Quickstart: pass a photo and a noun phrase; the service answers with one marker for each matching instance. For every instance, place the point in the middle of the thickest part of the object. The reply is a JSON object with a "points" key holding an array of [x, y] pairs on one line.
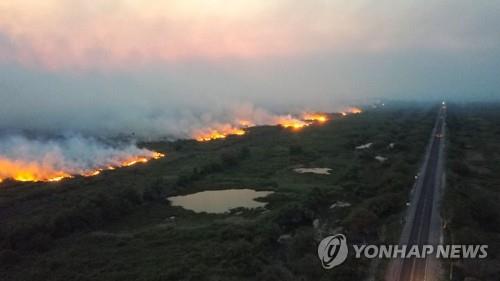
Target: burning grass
{"points": [[46, 170]]}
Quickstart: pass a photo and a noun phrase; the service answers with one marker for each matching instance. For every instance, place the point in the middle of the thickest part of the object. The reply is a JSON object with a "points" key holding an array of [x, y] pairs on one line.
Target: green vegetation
{"points": [[472, 197], [118, 225]]}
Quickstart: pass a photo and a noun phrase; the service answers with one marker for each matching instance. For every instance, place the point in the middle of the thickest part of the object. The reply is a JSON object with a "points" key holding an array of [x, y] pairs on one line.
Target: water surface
{"points": [[220, 201]]}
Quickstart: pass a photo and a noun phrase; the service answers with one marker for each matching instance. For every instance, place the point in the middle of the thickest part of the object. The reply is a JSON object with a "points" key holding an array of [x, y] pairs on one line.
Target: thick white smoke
{"points": [[22, 158]]}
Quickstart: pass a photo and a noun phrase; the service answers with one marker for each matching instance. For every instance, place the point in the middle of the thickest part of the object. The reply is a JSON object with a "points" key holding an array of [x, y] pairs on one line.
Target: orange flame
{"points": [[219, 133], [352, 110], [33, 171], [315, 117], [289, 122]]}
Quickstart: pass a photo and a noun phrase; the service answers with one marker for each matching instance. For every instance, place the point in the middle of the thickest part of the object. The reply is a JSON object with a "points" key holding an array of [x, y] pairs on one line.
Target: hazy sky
{"points": [[156, 66]]}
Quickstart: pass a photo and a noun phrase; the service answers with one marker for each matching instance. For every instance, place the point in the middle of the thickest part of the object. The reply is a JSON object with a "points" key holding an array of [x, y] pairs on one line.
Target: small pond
{"points": [[220, 201]]}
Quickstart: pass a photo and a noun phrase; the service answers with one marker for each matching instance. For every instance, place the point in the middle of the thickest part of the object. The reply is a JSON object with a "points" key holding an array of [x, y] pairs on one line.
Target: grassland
{"points": [[118, 225], [472, 198]]}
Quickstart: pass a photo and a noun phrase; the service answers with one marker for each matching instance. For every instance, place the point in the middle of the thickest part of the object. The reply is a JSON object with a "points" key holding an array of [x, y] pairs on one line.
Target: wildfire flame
{"points": [[221, 132], [33, 171], [315, 117], [290, 122], [352, 110]]}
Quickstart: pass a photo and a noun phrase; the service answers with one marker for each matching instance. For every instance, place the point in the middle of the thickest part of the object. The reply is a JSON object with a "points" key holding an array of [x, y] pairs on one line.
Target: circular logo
{"points": [[332, 251]]}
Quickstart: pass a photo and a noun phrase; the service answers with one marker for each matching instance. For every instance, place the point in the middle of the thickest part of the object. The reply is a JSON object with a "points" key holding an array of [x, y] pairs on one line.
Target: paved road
{"points": [[423, 223]]}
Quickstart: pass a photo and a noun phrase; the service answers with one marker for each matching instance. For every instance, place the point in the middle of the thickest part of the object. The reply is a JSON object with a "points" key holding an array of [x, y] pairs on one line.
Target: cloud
{"points": [[124, 33]]}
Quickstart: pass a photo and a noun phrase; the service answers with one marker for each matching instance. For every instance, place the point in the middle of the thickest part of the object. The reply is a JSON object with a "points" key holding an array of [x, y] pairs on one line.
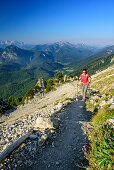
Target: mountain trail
{"points": [[64, 151]]}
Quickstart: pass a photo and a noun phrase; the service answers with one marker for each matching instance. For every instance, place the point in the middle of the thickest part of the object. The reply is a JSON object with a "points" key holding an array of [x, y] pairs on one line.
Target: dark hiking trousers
{"points": [[84, 90]]}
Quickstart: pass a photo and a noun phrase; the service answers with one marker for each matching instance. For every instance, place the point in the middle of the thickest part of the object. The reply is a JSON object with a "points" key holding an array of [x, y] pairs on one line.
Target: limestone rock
{"points": [[43, 123]]}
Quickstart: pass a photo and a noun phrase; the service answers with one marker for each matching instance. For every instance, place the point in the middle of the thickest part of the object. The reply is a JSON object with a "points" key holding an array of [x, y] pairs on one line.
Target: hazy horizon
{"points": [[48, 21]]}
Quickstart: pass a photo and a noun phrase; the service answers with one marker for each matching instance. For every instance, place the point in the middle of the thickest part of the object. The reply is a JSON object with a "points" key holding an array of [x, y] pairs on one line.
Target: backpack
{"points": [[86, 76]]}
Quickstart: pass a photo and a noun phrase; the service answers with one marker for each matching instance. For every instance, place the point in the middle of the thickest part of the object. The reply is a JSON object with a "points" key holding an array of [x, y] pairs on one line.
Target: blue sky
{"points": [[46, 21]]}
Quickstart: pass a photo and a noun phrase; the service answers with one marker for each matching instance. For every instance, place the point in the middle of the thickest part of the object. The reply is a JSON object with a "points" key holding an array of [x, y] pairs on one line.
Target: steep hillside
{"points": [[101, 104]]}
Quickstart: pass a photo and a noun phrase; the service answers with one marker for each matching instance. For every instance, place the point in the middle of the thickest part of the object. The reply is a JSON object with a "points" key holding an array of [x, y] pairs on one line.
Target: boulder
{"points": [[43, 123]]}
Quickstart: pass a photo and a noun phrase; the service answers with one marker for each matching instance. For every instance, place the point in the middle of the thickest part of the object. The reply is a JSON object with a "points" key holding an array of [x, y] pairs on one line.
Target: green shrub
{"points": [[102, 148], [59, 76], [49, 85]]}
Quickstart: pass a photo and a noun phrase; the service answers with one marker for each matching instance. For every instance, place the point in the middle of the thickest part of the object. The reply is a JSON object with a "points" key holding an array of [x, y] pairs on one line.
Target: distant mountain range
{"points": [[20, 68], [65, 52], [100, 54], [20, 44], [96, 65]]}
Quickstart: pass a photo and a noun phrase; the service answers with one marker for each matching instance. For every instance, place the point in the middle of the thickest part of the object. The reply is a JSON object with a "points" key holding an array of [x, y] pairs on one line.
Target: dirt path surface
{"points": [[63, 151]]}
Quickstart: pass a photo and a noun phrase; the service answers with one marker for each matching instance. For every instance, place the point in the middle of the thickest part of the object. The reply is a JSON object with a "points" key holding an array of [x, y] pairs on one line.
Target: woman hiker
{"points": [[85, 82]]}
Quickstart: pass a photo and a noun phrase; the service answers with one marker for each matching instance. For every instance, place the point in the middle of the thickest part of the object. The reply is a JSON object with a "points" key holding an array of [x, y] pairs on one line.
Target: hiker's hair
{"points": [[84, 70]]}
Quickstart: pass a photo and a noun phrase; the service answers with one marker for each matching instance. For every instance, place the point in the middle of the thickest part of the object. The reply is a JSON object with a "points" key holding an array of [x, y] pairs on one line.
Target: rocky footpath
{"points": [[65, 140], [22, 119]]}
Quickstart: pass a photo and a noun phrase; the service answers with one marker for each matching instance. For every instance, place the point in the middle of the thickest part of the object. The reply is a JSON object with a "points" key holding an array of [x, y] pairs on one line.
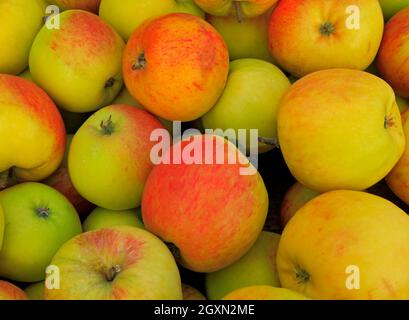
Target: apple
{"points": [[104, 218], [245, 39], [79, 64], [190, 293], [88, 5], [332, 145], [20, 22], [9, 291], [38, 221], [176, 66], [60, 180], [256, 267], [297, 196], [344, 240], [32, 133], [398, 178], [208, 212], [391, 7], [393, 62], [116, 264], [109, 158], [263, 293], [126, 15], [307, 36], [35, 291], [240, 8], [250, 100]]}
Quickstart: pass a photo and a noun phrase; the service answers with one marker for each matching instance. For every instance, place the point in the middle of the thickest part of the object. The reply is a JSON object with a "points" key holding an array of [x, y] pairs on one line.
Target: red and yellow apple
{"points": [[126, 15], [88, 5], [20, 22], [109, 158], [104, 218], [38, 221], [307, 36], [256, 267], [239, 8], [245, 39], [393, 62], [294, 199], [119, 263], [79, 64], [9, 291], [327, 124], [263, 293], [32, 132], [208, 212], [346, 245], [176, 66]]}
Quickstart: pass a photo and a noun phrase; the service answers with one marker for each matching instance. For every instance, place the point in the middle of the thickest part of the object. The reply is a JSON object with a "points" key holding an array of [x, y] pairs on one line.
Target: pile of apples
{"points": [[86, 214]]}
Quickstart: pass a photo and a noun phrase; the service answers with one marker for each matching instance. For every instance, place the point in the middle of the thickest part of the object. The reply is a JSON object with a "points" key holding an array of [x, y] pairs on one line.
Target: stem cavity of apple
{"points": [[140, 62], [111, 274], [327, 28], [107, 126], [239, 13]]}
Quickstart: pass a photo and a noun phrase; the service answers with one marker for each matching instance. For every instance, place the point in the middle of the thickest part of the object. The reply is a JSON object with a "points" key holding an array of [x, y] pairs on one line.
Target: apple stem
{"points": [[239, 13], [107, 126], [113, 272], [140, 62], [269, 141]]}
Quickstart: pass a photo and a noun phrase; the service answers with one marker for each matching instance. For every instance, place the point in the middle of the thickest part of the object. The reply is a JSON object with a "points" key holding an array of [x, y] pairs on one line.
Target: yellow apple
{"points": [[20, 22], [346, 245], [336, 133]]}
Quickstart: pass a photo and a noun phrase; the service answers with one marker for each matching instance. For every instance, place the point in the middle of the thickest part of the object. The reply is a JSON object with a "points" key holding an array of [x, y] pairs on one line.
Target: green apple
{"points": [[20, 22], [250, 100], [116, 263], [126, 15], [246, 39], [109, 158], [257, 267], [38, 221], [80, 64], [104, 218], [35, 291], [390, 7]]}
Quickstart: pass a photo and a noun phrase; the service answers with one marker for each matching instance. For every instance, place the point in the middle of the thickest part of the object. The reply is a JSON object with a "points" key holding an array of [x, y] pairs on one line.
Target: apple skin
{"points": [[300, 47], [245, 8], [20, 20], [245, 39], [297, 196], [9, 291], [35, 291], [392, 60], [104, 218], [127, 15], [250, 100], [108, 168], [256, 267], [39, 220], [210, 214], [33, 134], [60, 180], [343, 228], [182, 55], [79, 65], [190, 293], [88, 5], [263, 293], [331, 146], [146, 268], [391, 7]]}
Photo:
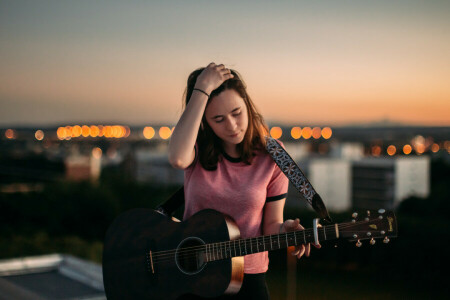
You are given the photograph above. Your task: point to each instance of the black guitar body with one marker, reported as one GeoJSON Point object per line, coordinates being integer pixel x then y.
{"type": "Point", "coordinates": [135, 265]}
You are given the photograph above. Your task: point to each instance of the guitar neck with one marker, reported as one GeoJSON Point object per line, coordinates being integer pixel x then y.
{"type": "Point", "coordinates": [240, 247]}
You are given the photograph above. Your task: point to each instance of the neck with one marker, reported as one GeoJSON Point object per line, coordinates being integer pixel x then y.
{"type": "Point", "coordinates": [223, 250]}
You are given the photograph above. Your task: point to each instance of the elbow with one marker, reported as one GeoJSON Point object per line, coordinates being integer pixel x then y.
{"type": "Point", "coordinates": [177, 163]}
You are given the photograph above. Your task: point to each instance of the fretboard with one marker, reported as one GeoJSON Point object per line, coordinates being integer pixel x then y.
{"type": "Point", "coordinates": [241, 247]}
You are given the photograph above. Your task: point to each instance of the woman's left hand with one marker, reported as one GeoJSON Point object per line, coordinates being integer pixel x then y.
{"type": "Point", "coordinates": [293, 225]}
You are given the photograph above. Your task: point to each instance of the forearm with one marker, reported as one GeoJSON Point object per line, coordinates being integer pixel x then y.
{"type": "Point", "coordinates": [183, 138]}
{"type": "Point", "coordinates": [272, 228]}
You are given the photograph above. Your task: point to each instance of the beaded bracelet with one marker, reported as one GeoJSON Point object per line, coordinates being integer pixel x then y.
{"type": "Point", "coordinates": [195, 89]}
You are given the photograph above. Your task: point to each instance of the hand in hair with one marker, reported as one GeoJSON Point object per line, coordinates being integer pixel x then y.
{"type": "Point", "coordinates": [212, 77]}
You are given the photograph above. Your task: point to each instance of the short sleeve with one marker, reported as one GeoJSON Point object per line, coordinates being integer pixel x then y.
{"type": "Point", "coordinates": [190, 168]}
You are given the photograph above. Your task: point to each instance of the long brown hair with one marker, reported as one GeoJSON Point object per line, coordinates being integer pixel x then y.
{"type": "Point", "coordinates": [209, 145]}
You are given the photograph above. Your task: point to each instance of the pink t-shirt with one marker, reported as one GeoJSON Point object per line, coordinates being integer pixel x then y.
{"type": "Point", "coordinates": [239, 191]}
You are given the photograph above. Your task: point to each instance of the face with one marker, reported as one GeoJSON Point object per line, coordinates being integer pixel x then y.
{"type": "Point", "coordinates": [227, 116]}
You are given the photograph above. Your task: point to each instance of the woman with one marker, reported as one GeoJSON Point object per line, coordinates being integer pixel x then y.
{"type": "Point", "coordinates": [219, 142]}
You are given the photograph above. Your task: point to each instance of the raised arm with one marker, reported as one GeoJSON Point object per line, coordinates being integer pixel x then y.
{"type": "Point", "coordinates": [181, 145]}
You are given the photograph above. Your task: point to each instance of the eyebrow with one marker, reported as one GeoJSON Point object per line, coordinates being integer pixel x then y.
{"type": "Point", "coordinates": [221, 116]}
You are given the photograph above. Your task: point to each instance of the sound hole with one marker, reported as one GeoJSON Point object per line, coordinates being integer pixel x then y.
{"type": "Point", "coordinates": [190, 256]}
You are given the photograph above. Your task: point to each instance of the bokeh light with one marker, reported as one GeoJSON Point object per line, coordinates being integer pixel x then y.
{"type": "Point", "coordinates": [296, 132]}
{"type": "Point", "coordinates": [391, 150]}
{"type": "Point", "coordinates": [407, 149]}
{"type": "Point", "coordinates": [39, 135]}
{"type": "Point", "coordinates": [326, 133]}
{"type": "Point", "coordinates": [306, 133]}
{"type": "Point", "coordinates": [149, 132]}
{"type": "Point", "coordinates": [97, 153]}
{"type": "Point", "coordinates": [316, 133]}
{"type": "Point", "coordinates": [9, 134]}
{"type": "Point", "coordinates": [165, 132]}
{"type": "Point", "coordinates": [276, 132]}
{"type": "Point", "coordinates": [376, 150]}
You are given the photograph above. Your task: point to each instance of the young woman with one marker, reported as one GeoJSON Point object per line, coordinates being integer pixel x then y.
{"type": "Point", "coordinates": [219, 142]}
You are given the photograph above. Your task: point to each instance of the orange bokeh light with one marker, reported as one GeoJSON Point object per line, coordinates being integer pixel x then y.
{"type": "Point", "coordinates": [391, 150]}
{"type": "Point", "coordinates": [296, 132]}
{"type": "Point", "coordinates": [276, 132]}
{"type": "Point", "coordinates": [149, 132]}
{"type": "Point", "coordinates": [75, 130]}
{"type": "Point", "coordinates": [39, 135]}
{"type": "Point", "coordinates": [165, 132]}
{"type": "Point", "coordinates": [94, 131]}
{"type": "Point", "coordinates": [435, 148]}
{"type": "Point", "coordinates": [9, 133]}
{"type": "Point", "coordinates": [407, 149]}
{"type": "Point", "coordinates": [316, 133]}
{"type": "Point", "coordinates": [85, 131]}
{"type": "Point", "coordinates": [376, 150]}
{"type": "Point", "coordinates": [306, 133]}
{"type": "Point", "coordinates": [326, 133]}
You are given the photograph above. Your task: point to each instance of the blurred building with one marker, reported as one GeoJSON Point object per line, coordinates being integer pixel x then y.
{"type": "Point", "coordinates": [154, 167]}
{"type": "Point", "coordinates": [50, 277]}
{"type": "Point", "coordinates": [367, 183]}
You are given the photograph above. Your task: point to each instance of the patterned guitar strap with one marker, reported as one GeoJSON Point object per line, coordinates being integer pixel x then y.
{"type": "Point", "coordinates": [296, 177]}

++++++

WHAT YOU SHOULD DO -
Locate "of the blurred" in the material, then quote the line that contains it and all lines after it through the final one.

RESULT FOR THIS TASK -
You are given the photograph above. Your task: point to each instance of the blurred building with one marker, reported as one GeoJSON Point object per line, coordinates being integer pixel x then y.
{"type": "Point", "coordinates": [154, 167]}
{"type": "Point", "coordinates": [50, 277]}
{"type": "Point", "coordinates": [367, 183]}
You are given the photograph above. Your task: point to each instance of the patterned guitar strap with one marker, reported as one GeoJSON Point object per line, coordinates being integer pixel x then y.
{"type": "Point", "coordinates": [296, 177]}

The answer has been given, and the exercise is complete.